_WHAT YOU NEED TO DO_
Return each entry exactly, with none missing.

_DATA EXTRACT_
******

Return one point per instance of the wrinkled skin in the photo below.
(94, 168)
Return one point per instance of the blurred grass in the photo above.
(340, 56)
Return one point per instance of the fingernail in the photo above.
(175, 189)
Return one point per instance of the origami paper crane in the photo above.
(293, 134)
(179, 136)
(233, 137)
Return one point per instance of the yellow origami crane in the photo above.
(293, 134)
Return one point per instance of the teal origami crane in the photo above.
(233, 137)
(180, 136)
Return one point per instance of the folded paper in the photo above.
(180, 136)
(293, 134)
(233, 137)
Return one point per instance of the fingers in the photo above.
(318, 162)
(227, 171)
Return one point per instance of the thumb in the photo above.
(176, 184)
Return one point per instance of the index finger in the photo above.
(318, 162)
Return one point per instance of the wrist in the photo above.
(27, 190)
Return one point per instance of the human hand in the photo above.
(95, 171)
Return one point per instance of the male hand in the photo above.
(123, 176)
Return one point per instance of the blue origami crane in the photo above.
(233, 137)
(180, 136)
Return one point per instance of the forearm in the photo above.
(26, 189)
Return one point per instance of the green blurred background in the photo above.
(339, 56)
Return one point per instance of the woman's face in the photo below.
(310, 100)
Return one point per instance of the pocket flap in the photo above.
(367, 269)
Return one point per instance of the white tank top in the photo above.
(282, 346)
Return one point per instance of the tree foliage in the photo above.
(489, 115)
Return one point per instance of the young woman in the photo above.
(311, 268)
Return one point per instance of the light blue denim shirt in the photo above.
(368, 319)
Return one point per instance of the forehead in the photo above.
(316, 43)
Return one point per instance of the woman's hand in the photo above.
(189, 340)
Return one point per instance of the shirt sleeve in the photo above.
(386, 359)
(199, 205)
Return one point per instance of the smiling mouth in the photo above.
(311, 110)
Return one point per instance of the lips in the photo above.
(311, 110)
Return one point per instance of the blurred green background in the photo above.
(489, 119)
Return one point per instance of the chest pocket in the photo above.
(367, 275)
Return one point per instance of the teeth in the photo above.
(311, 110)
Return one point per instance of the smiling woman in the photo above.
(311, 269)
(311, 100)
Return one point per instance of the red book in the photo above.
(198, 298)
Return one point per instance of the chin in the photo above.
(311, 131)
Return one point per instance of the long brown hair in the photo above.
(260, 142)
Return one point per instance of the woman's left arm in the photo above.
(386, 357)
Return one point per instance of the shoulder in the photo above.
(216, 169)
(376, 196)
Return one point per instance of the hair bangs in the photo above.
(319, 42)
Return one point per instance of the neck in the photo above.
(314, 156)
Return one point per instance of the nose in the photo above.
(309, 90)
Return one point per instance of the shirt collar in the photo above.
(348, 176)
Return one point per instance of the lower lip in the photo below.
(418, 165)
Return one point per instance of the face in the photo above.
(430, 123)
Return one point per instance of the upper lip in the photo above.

******

_PROBLEM SOLUTION_
Return one point per instance of the wrinkled skin in the photo below.
(94, 168)
Return one point per instance of the blurred grass in the photo above.
(340, 56)
Return one point per instance of the fingernail in the photo above.
(175, 189)
Return one point per instance of the origami paper crane in the photo above.
(293, 134)
(179, 136)
(233, 137)
Return one point per instance of the yellow origami crane in the photo above.
(293, 134)
Return one point per instance of the teal origami crane in the photo above.
(233, 137)
(180, 136)
Return one point per instance of the folded paper in the photo above.
(180, 136)
(293, 134)
(233, 137)
Return one point per instance of the fingers in the photo above.
(318, 162)
(227, 171)
Return one point per instance of the thumb in the photo above.
(176, 184)
Return one point per instance of the index finger in the photo above.
(318, 162)
Return one point per instance of the wrist in the photo above.
(27, 190)
Return one point per instance of the human hand in the photo above.
(95, 171)
Return one point per instance of the male hand in the photo above.
(123, 176)
Return one point per instance of the blue origami crane in the photo above.
(233, 137)
(180, 136)
Return one point per instance of the forearm in the photo above.
(26, 189)
Return one point per instance of the green blurred background in the photo above.
(339, 56)
Return one point per instance of the woman's face in the photo below.
(310, 100)
Return one point per instance of the pocket flap in the photo above.
(367, 269)
Return one point per instance of the white tank top in the photo above.
(282, 346)
Return one point per instance of the tree foliage in the photo above.
(489, 115)
Return one point per instance of the young woman in the photo above.
(311, 268)
Return one point per instance of the light blue denim shirt in the photo above.
(368, 319)
Return one point per instance of the forehead in the photo above.
(316, 43)
Return one point per instance of the woman's hand in the photo above.
(189, 340)
Return one point per instance of the shirt sleeve in the photo above.
(386, 359)
(199, 205)
Return one point per instance of the smiling mouth in the photo above.
(311, 110)
Return one point per instance of the lips in the photo above.
(311, 110)
Return one point per instance of the blurred green background in the photo above.
(489, 119)
Return one point per instance of the chest pocket in the photo above.
(367, 275)
Return one point per instance of the teeth in the photo above.
(311, 110)
Return one point per instance of the smiling woman in the photo above.
(311, 269)
(311, 100)
Return one point per instance of the red book in the photo above.
(198, 298)
Return one point per instance of the chin in the photo above.
(311, 131)
Return one point per instance of the long brown hair in the photo above.
(260, 142)
Return one point per instance of the woman's left arm in the photo above.
(386, 357)
Return one point per instance of the shoulder in the photo above.
(216, 169)
(376, 196)
Return one point per instance of the hair bangs in the photo above.
(319, 42)
Return one point per instance of the neck in the photo above.
(314, 156)
Return one point per instance of the nose in the photo above.
(309, 90)
Return one point per instance of the shirt collar in the photo above.
(348, 176)
Return one point per instance of the lower lip in the photo below.
(418, 165)
Return one point per instance of the face in the photo above.
(430, 123)
Return one point per instance of the upper lip in the photo above.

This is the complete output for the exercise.